Answer these questions about the passage on anti-civilization ideas:
1. Which arguments does the passage say carry a double burden?
2. For what audience does it call Jensen readable?
3. What does it say guarantees that you will catch the salient points?

• Passage to read:
=-=-=-=-=

If we agree that it is a desirable goal to expose more people to
anti-civilization ideas we have to agree that we cannot control the
mechanisms by which this happens, and we have to accept that political
(as in specifically anarchist) anti-civilization arguments carry a
double burden that just isn’t for everyone. Footnotes make for
compelling arguments for some, not all, readers. Jensen isn’t a writer
of literature, or one whose works are particularly dense, but he is
readable for an American audience. You can pick up one of his books,
read two (or two hundred) pages and put it back down. For many readers
this ability to interact with the text on an ad hoc basis corresponds
nicely to a short attention span. You do not have to set aside hours of
time to get something out of endgame. There is enough repetition to
guarantee you will catch the salient points.

=-=-=-=-=

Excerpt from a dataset
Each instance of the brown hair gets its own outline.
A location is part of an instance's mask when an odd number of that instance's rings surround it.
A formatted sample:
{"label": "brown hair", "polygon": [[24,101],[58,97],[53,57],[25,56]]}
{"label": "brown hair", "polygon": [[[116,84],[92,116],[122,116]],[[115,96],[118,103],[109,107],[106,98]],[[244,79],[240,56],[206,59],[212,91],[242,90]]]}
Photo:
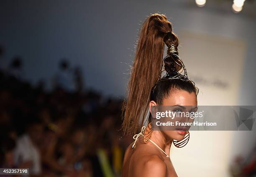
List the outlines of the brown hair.
{"label": "brown hair", "polygon": [[[172,24],[166,16],[157,13],[148,17],[141,26],[128,86],[127,99],[122,109],[124,134],[136,133],[144,122],[150,101],[161,104],[171,88],[197,94],[197,88],[192,82],[176,79],[160,82],[152,93],[152,88],[161,70],[165,44],[168,47],[173,45],[177,49],[178,38],[172,30]],[[169,64],[165,61],[166,69]]]}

=-=-=-=-=

• Written solution:
1. Political, specifically anarchist, anti-civilization arguments.
2. An American audience.
3. There is enough repetition.